Given instruction 1: How many lines of the records below contain the string "head"? Case matters. Reply with the number alone.

Selected passage:

Who would have thought….in January, which is the dry season? We had planned the itinerary for our many guests down to a tee and checked the forecast daily. Experiencing no rain and beautiful temperatures since my arrival in November, I thought the coast was clear…until just 10 days before the first guest were to arrive…and the forecast kept getting worse! We were expecting the temperatures to drop significantly like they did last year (down to -1 at night last year) but the temperature did not drop….but heavy rain came and came heavy, nonstop in the areas we would be travelling to. It did let up in Luang Prabang and wasn’t as bad as the forecast but still, it made for major changes in our travel plans. We even rented 4 x 4’s but the road to the main village located in the highlands, was simply impassable, even by tractor…so through lots of discussion and planning behind the scenes with our coordinator Siphan, we came up with B, even after delaying the road trip by a day. The rain had stopped but it takes days for some of the roads to dry out so Thong Thuen was out of the question.
Our team consisted of some great Rotarians and friends from the Ladner, Delta, Vancouver area, 3 from Toronto and Richmnd Hill, Ontario and two from Italy. Several have been with us before. What amazing people!
We started the trip by heading to Ban Xienga to distribute 60 desks on behalf of one of our amazing donors, Global Change for Children. Our team was extremely generous in purchasing school supplies for every child in the primary school and we had a few things for the kindergarten children too, includng handmade buttons by grade 5 students in a primary school in Scarborough, Ontario. What a treat! Here are some highlites;
The school also held a baci ceremony for us, in honour of our visit.

Materials provided:
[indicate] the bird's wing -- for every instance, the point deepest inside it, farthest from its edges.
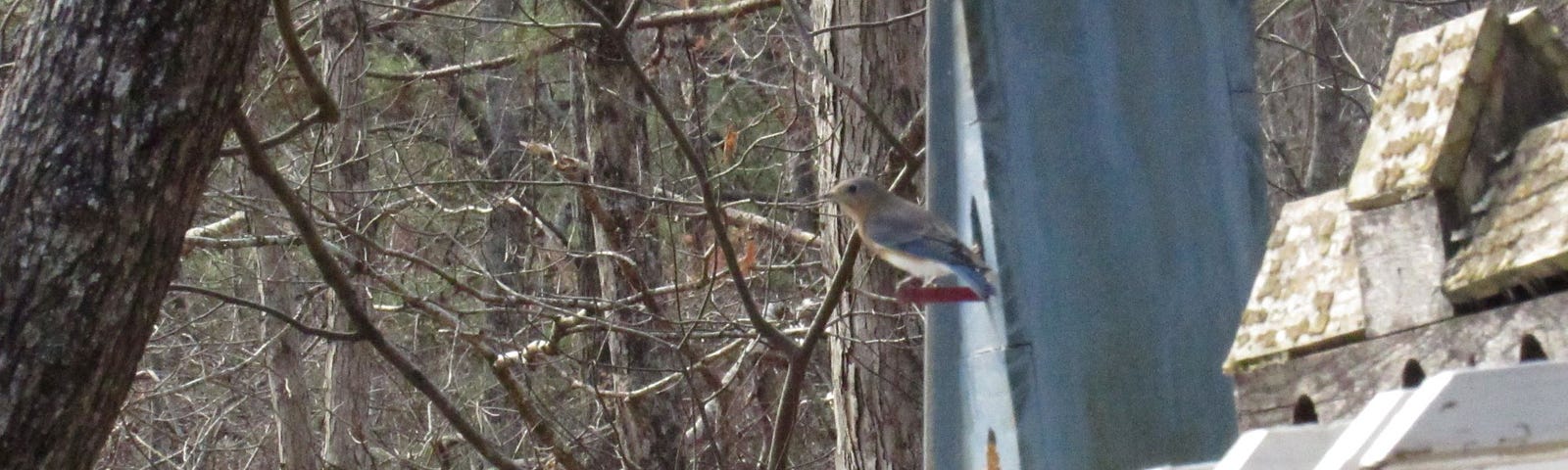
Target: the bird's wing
(922, 235)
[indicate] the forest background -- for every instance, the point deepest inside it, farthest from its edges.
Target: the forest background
(521, 198)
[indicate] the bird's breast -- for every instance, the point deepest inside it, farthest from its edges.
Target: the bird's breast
(913, 265)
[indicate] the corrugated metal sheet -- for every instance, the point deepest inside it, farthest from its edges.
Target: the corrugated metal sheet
(1109, 168)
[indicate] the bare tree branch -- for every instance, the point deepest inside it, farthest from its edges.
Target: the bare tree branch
(337, 279)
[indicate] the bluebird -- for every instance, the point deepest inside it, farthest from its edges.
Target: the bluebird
(908, 235)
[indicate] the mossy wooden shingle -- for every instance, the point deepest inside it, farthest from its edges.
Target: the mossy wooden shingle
(1306, 290)
(1426, 112)
(1525, 235)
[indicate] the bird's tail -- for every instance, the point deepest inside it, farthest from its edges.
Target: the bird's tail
(976, 281)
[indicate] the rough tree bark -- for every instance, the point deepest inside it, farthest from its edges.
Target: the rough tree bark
(112, 124)
(352, 365)
(616, 132)
(875, 357)
(279, 287)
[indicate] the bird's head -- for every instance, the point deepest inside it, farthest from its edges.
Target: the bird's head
(858, 195)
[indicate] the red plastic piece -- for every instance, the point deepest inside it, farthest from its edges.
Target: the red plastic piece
(937, 295)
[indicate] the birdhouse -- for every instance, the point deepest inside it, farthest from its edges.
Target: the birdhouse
(1447, 250)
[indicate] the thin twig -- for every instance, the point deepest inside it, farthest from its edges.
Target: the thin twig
(271, 312)
(715, 215)
(337, 279)
(313, 82)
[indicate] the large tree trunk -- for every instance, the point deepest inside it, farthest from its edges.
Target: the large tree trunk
(110, 127)
(350, 367)
(618, 154)
(875, 357)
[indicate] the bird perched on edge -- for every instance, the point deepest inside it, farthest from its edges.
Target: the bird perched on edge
(906, 235)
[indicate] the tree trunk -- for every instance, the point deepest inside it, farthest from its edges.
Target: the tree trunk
(875, 357)
(279, 287)
(350, 367)
(1330, 156)
(618, 156)
(110, 130)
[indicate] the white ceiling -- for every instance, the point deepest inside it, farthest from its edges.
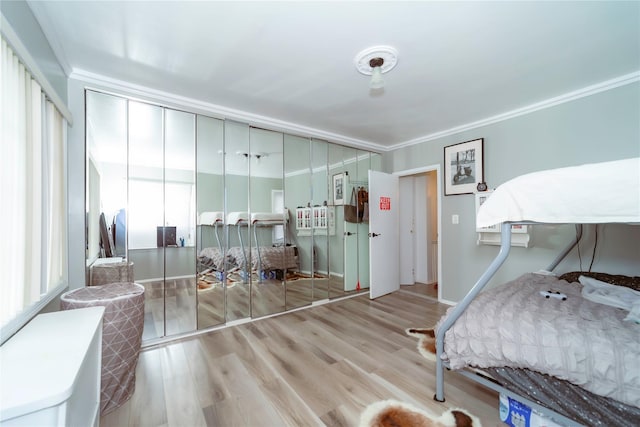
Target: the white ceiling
(290, 65)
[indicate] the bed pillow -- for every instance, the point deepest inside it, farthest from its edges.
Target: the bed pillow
(612, 279)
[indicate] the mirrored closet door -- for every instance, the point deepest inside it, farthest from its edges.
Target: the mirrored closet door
(238, 255)
(297, 197)
(270, 257)
(210, 233)
(221, 221)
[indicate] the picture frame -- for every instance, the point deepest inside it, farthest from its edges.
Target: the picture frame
(338, 188)
(463, 167)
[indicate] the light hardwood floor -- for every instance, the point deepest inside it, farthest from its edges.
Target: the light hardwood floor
(313, 367)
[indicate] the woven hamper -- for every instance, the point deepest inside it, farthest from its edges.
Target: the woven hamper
(122, 326)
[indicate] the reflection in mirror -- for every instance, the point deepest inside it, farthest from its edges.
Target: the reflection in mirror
(146, 211)
(320, 219)
(180, 218)
(361, 185)
(210, 228)
(106, 174)
(270, 258)
(337, 239)
(238, 259)
(297, 196)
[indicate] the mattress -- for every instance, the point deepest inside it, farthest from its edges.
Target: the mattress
(235, 218)
(210, 218)
(597, 193)
(268, 218)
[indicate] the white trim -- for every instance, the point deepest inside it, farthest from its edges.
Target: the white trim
(25, 57)
(423, 169)
(126, 89)
(548, 103)
(52, 37)
(255, 120)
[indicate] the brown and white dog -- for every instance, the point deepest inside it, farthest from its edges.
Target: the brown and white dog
(391, 413)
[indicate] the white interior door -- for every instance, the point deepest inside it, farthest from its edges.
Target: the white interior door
(406, 235)
(383, 234)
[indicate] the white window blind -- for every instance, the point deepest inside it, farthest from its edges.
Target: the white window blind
(33, 193)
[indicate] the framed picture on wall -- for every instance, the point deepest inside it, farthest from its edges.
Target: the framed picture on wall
(463, 167)
(338, 189)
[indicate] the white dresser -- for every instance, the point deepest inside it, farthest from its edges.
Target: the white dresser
(50, 371)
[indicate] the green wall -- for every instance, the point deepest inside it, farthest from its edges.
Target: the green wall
(600, 127)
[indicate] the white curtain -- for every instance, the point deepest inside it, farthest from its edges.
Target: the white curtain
(32, 212)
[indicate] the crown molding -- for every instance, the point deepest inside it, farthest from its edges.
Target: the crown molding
(50, 34)
(548, 103)
(218, 111)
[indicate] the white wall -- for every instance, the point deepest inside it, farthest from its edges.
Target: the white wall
(600, 127)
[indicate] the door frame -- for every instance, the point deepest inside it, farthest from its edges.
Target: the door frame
(437, 169)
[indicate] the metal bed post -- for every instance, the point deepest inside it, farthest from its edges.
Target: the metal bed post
(255, 237)
(505, 246)
(568, 249)
(247, 267)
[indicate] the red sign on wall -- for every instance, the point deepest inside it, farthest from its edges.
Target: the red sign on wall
(385, 203)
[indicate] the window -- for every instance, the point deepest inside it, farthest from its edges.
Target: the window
(33, 211)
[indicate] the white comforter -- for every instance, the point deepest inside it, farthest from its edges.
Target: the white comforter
(577, 340)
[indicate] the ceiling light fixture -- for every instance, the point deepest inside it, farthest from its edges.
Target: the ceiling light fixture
(374, 62)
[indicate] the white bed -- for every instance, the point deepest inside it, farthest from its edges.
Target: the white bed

Given instruction 2: Return the passage of the travel post from "Our team consisted" to "of our visit.", copied word for word.

Finished answer 1: 2

Finished answer 2:
Our team consisted of some great Rotarians and friends from the Ladner, Delta, Vancouver area, 3 from Toronto and Richmnd Hill, Ontario and two from Italy. Several have been with us before. What amazing people!
We started the trip by heading to Ban Xienga to distribute 60 desks on behalf of one of our amazing donors, Global Change for Children. Our team was extremely generous in purchasing school supplies for every child in the primary school and we had a few things for the kindergarten children too, includng handmade buttons by grade 5 students in a primary school in Scarborough, Ontario. What a treat! Here are some highlites;
The school also held a baci ceremony for us, in honour of our visit.